→ Text to read:
= = = = = = =

I mix a bottle of Dog Conditioner with water in a spray bottle, use it when I brush my two.

You can spray the mixture directly on a mat, let it sit for a few minutes, then gently comb it out.


----------



## CStrong73 (Jun 11, 2012)

I use this:









The blades are actually like little razor blades, which is why it has the thumb guard. The back side isn't sharp, so you rake with the smooth side against the dog's skin, blades facing out and your thumb on the thumb guard. If it's really bad, you might have to start at the end of the mat and work your way up. But this pretty much always works. The breeder we got our Newfoundland from gave us a grooming class and recommended it.

I found this one on eBay by doing a quick Google search using "de-matting tool for dogs", but I got mine 12 years ago at a K-9 supply store and it's worked great ever since!

Rocket just had a big mat in his tail, too. I was surprised, didn't figure the tail for a common place to get mats.


----------



## TheZ's (Jun 13, 2011)

Not sure why it is but summer seems to be the time when all of a sudden Zoe's got a big mat. She had one last summer in her tail and I bought something like the tool posted above. When I tried to use it I decided it was likely I'd hurt myself or Zoe before I got the mat out so I ended up cutting it out. Her tail's so full that surprisingly it wasn't that noticeable after. This year's matting problem seems to be inside the back legs. I think I'll be trying the conditioner suggestion but getting in under the legs isn't the easiest unless I can get her to roll over on her back.

= = = = = = =

→ Record extracts:
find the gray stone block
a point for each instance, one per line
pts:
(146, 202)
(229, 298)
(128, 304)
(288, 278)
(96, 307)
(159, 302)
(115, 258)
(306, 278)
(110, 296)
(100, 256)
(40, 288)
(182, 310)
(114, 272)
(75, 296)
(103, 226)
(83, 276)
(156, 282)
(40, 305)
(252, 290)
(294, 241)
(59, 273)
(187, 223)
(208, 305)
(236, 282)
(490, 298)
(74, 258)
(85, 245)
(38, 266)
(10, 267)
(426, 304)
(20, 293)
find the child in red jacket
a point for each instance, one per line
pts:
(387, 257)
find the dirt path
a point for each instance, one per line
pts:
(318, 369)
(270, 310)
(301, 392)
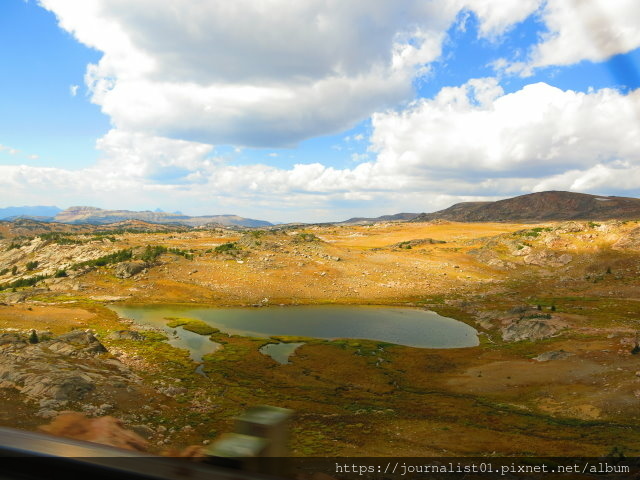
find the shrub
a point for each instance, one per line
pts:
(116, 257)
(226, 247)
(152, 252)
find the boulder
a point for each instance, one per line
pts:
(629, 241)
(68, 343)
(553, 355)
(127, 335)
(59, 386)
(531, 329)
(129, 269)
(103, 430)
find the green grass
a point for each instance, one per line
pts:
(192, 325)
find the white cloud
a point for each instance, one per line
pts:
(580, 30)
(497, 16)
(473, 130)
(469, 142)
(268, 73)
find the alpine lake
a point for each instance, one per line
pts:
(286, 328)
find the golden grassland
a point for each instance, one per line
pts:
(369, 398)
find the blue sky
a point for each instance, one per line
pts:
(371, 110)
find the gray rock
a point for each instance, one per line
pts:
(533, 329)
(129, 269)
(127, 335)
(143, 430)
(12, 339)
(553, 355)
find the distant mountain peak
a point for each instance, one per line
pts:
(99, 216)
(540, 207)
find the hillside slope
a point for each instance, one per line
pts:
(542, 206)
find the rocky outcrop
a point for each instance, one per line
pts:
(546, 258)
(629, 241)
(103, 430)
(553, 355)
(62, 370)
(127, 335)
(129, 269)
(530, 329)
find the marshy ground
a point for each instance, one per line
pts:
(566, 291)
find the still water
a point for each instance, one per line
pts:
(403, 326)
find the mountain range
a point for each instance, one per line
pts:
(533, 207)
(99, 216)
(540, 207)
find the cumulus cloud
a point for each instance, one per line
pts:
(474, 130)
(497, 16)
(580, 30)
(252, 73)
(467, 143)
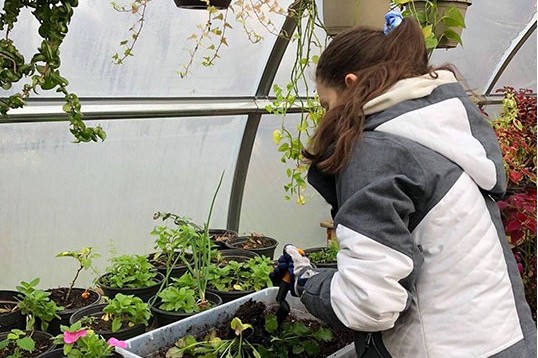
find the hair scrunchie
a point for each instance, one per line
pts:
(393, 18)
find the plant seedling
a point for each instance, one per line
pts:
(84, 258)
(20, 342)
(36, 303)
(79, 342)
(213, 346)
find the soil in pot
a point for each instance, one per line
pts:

= = = = = = =

→ Given task 1:
Answer these questions using the thread on dog mats.
(a) What does the first poster mix with water in a spray bottle?
(b) According to CStrong73, who recommended the de-matting tool?
(c) Where is Zoe's matting problem this year?
→ Given task 2:
Return the passage of the thread on dog mats from "I mix a bottle" up to and including "(Jun 11, 2012)", copied word for word.

→ Response 1:
(a) A bottle of Dog Conditioner.
(b) The breeder the Newfoundland came from.
(c) Inside the back legs.

→ Response 2:
I mix a bottle of Dog Conditioner with water in a spray bottle, use it when I brush my two.

You can spray the mixture directly on a mat, let it sit for a few minutes, then gently comb it out.


----------



## CStrong73 (Jun 11, 2012)